* Tasks to carry out *
[1] In the mailing list reply below, what two things does the writer say a forced relay interferes with?
[2] From the rows below, gather each line that contains the word "shoes" and copy it out in full.

* Selected extract *
Re: Paul's Mailfrom (Was: IETF SMTP Working Group Proposal at smtpng.org)

2002-08-26 Thread John Kristoff


On Tue, 27 Aug 2002 01:54:39 +0200
Jeroen Massar [EMAIL PROTECTED] wrote:
 SMTP is a protocol which is based on relaying messages from one
 mailserver to another.
 An endnode (especially workstations) don't need to run SMTP.

I'm not sure how to truly disable an SMTP server from running on an end
host.  You can block or force forward port 25, but that is just a
number.  Be prepared to start doing that for all ports, then protocols,
then IP addresses, then protocols again.

Furthermore, a forced relay, while perhaps helping to solve the
immediate spam problem is most definitely interfering on other things
with potentially harmful long term effects.  Two of those are end-to-end
transparency and the fixing of the real problem.  You may not care about
either of those, but I would argue they shouldn't be dismissed without
very serious thought.

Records
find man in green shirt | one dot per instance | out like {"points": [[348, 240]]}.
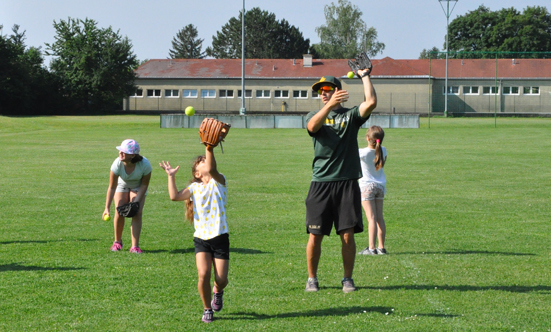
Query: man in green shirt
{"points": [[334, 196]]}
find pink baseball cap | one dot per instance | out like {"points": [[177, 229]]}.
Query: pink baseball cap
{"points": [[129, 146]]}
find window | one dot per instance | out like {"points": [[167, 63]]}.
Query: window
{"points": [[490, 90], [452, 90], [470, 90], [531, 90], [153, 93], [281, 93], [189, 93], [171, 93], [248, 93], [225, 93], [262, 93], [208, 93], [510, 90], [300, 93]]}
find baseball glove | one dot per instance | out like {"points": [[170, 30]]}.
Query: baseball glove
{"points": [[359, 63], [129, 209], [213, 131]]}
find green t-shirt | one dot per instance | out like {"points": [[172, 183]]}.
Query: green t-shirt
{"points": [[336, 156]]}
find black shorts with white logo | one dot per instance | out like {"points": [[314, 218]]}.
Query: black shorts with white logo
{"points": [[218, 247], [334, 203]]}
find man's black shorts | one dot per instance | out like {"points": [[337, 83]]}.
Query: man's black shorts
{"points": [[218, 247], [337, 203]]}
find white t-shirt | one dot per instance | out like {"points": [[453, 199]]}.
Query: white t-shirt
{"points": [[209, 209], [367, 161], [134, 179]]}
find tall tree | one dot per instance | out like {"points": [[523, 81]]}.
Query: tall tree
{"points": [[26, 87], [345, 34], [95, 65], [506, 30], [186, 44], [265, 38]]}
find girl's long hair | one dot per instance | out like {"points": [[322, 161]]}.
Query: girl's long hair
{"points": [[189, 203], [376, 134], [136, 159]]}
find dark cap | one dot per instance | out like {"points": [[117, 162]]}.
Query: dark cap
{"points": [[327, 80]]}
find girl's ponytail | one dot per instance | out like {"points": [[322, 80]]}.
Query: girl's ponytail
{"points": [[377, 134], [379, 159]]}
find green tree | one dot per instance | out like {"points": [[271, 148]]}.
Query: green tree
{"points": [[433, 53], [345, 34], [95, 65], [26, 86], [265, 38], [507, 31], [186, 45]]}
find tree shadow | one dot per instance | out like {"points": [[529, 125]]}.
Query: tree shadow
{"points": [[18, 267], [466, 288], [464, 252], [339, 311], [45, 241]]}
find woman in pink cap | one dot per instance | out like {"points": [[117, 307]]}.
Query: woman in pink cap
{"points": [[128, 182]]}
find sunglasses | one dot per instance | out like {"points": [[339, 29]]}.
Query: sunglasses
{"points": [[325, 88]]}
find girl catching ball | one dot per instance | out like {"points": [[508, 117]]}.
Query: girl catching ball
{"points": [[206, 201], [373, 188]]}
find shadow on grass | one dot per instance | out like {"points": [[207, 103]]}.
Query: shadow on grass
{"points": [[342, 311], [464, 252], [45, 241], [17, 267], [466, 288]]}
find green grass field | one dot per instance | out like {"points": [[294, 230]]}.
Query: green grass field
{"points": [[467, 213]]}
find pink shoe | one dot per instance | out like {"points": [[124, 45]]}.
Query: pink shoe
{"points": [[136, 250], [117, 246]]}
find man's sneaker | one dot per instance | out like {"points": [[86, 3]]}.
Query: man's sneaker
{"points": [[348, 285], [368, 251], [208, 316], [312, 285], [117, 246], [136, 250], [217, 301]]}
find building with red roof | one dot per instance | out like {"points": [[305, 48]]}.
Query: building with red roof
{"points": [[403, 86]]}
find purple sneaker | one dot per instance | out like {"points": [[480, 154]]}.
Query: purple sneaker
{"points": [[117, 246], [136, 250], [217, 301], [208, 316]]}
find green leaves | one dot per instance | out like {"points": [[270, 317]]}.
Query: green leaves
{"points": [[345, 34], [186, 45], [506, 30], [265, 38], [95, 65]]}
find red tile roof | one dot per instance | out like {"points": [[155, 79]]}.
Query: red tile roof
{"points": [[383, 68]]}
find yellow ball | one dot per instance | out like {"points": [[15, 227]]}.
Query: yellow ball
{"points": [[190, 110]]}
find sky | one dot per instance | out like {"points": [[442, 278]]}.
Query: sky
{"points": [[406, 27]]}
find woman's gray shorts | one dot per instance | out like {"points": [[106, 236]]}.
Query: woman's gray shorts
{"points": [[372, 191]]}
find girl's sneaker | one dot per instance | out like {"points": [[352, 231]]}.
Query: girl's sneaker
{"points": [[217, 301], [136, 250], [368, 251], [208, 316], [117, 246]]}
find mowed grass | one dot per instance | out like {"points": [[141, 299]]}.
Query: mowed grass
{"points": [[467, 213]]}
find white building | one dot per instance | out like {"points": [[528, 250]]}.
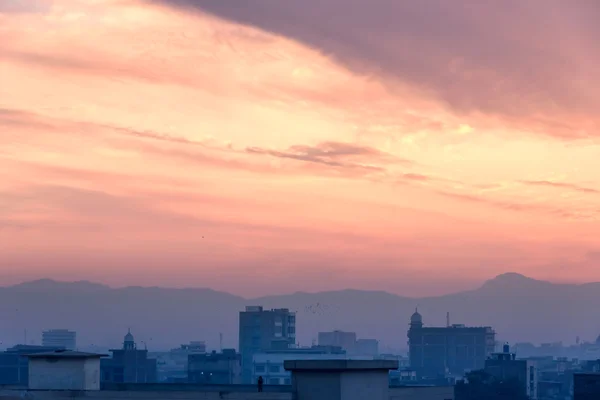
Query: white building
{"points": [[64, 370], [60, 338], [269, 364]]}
--
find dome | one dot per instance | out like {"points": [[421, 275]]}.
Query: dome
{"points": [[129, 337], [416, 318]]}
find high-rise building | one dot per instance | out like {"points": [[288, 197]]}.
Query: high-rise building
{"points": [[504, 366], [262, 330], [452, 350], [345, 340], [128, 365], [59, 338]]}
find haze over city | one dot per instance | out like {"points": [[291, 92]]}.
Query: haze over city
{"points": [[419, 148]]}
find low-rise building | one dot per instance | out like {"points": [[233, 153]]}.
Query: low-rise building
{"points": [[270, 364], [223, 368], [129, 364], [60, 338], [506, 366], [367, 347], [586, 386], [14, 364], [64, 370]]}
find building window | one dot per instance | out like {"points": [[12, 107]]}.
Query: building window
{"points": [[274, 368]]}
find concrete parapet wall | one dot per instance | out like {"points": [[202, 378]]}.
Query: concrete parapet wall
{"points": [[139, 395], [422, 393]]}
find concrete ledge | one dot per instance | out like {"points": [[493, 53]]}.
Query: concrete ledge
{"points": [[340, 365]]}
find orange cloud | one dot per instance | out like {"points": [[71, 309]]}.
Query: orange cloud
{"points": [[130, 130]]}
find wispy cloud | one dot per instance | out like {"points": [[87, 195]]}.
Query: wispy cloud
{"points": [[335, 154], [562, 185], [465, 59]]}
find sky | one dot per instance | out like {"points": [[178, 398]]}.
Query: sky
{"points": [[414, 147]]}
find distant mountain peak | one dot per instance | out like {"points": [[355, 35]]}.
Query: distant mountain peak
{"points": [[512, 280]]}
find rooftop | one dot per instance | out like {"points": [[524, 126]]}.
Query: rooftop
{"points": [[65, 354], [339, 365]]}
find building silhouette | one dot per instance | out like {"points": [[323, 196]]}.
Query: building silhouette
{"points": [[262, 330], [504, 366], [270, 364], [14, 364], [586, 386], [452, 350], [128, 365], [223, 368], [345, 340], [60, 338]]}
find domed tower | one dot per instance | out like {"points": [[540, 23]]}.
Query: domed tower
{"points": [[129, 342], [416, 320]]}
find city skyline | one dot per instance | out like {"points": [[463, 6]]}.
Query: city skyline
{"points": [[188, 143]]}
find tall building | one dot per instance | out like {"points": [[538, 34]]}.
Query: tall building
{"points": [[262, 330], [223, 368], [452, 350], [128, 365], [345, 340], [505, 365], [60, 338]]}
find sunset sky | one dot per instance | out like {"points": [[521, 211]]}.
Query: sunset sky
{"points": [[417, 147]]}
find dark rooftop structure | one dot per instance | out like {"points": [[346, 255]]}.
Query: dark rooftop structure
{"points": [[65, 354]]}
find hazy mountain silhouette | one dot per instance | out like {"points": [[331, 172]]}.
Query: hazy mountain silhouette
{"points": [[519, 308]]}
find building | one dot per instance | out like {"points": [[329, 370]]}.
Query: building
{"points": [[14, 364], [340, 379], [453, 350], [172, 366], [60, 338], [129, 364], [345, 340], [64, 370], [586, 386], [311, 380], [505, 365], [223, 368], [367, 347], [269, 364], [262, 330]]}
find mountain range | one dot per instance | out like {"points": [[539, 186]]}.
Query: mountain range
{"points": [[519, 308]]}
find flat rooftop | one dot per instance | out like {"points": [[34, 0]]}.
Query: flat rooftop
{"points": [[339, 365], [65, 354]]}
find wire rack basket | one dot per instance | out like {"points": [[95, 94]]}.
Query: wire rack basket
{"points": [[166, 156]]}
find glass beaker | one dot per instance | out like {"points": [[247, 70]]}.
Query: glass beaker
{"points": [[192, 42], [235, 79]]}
--
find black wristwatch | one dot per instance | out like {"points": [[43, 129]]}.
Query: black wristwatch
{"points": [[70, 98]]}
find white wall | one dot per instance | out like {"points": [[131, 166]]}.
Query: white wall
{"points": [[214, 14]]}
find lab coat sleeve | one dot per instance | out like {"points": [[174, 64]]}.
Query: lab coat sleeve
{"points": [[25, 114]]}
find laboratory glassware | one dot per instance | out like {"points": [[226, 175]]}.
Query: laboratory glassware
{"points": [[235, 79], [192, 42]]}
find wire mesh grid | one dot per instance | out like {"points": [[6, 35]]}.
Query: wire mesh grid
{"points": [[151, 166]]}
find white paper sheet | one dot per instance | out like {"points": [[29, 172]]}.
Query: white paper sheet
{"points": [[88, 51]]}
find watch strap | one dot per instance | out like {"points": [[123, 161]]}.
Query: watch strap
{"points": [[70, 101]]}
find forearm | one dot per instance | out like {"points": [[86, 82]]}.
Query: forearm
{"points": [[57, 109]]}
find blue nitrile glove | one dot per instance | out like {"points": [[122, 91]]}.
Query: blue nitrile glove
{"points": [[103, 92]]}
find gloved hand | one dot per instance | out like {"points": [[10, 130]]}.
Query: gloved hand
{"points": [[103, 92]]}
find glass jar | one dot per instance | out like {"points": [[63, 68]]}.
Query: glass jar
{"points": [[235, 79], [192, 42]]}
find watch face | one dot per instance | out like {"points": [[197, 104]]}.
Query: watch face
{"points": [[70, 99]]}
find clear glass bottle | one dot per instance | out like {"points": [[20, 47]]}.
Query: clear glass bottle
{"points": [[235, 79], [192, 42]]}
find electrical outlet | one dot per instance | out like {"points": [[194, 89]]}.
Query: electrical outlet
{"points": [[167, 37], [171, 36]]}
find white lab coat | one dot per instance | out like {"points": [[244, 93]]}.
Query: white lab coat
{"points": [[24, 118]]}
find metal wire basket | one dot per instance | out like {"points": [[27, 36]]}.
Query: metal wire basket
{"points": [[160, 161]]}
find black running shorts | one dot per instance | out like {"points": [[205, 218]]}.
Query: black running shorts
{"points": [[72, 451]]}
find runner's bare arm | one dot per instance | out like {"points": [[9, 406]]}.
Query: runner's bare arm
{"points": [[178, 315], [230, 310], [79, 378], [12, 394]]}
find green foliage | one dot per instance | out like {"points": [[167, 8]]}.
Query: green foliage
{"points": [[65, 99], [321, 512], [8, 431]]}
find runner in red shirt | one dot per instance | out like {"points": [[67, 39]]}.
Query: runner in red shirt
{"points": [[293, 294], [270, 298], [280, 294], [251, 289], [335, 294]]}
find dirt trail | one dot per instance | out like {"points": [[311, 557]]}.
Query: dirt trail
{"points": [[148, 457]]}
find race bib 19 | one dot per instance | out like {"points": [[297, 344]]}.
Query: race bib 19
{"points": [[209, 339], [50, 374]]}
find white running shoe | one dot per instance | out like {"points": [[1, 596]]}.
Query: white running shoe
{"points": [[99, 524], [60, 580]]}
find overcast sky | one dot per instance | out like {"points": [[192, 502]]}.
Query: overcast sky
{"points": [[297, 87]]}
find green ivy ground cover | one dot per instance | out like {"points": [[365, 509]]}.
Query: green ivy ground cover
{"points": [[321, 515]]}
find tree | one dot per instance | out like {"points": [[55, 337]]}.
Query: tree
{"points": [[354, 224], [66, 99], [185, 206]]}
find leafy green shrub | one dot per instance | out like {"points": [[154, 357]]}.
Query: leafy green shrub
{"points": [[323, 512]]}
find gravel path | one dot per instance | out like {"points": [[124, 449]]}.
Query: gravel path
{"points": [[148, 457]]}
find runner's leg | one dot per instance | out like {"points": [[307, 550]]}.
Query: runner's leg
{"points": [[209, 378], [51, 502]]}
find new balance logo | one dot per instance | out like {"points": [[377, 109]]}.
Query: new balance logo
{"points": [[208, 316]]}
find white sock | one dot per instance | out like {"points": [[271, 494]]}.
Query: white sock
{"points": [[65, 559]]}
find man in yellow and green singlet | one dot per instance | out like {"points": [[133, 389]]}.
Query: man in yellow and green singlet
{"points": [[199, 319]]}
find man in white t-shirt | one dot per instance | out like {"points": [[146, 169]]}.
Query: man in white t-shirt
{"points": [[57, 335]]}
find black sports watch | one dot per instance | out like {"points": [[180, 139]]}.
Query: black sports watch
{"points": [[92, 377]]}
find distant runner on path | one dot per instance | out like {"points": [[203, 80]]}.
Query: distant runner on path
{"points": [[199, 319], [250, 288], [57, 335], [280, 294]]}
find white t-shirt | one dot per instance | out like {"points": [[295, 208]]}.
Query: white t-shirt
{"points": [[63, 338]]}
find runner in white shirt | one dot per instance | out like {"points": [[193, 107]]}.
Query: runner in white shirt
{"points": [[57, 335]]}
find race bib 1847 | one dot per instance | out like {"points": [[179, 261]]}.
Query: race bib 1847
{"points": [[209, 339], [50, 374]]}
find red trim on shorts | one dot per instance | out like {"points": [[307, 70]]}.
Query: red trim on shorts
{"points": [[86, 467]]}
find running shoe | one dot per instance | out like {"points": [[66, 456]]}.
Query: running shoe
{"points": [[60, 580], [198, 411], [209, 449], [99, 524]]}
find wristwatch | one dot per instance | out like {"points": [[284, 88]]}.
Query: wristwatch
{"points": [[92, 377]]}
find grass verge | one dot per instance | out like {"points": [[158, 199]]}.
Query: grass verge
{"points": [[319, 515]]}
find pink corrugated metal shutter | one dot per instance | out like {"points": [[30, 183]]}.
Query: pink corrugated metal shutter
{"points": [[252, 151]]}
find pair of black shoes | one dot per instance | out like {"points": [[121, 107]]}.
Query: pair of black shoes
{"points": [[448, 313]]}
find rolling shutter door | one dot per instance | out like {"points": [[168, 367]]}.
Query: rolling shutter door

* Full solutions *
[1] End-to-end transparency and the fixing of the real problem.

[2]
find pair of black shoes | one dot per instance | out like {"points": [[121, 107]]}.
Query: pair of black shoes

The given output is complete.